YOUR INSTRUCTIONS: Please rewrite all the records below line for line, requests included, shifting every polygon coordinate in the answers up by 137 and leaving all other numbers unchanged. Omit the pictures from your output.

□ □ □

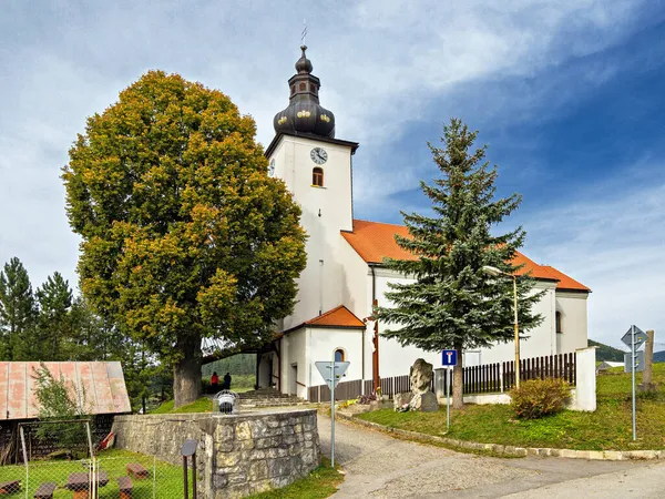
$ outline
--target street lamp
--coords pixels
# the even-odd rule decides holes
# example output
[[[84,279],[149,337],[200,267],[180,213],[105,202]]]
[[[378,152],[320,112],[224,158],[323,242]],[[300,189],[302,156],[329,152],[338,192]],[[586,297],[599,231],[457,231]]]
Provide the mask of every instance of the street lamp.
[[[482,272],[493,277],[512,277],[513,279],[513,312],[515,315],[515,387],[520,388],[520,323],[518,320],[518,276],[508,274],[497,267],[484,265]]]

□ □ □

OUTPUT FOR THIS TASK:
$ outline
--target street lamp
--coords pixels
# the even-odd rule decides holes
# example output
[[[84,279],[149,337],[200,267],[180,213],[105,202]]]
[[[378,152],[320,112],[224,158],[323,242]],[[300,189],[302,156],[329,152],[338,192]],[[586,297],[599,231],[457,231]]]
Provide the mask of every instance of the street lamp.
[[[619,409],[630,414],[649,414],[650,416],[650,449],[652,452],[652,524],[657,525],[657,460],[655,457],[655,413],[645,411],[634,404],[621,402]]]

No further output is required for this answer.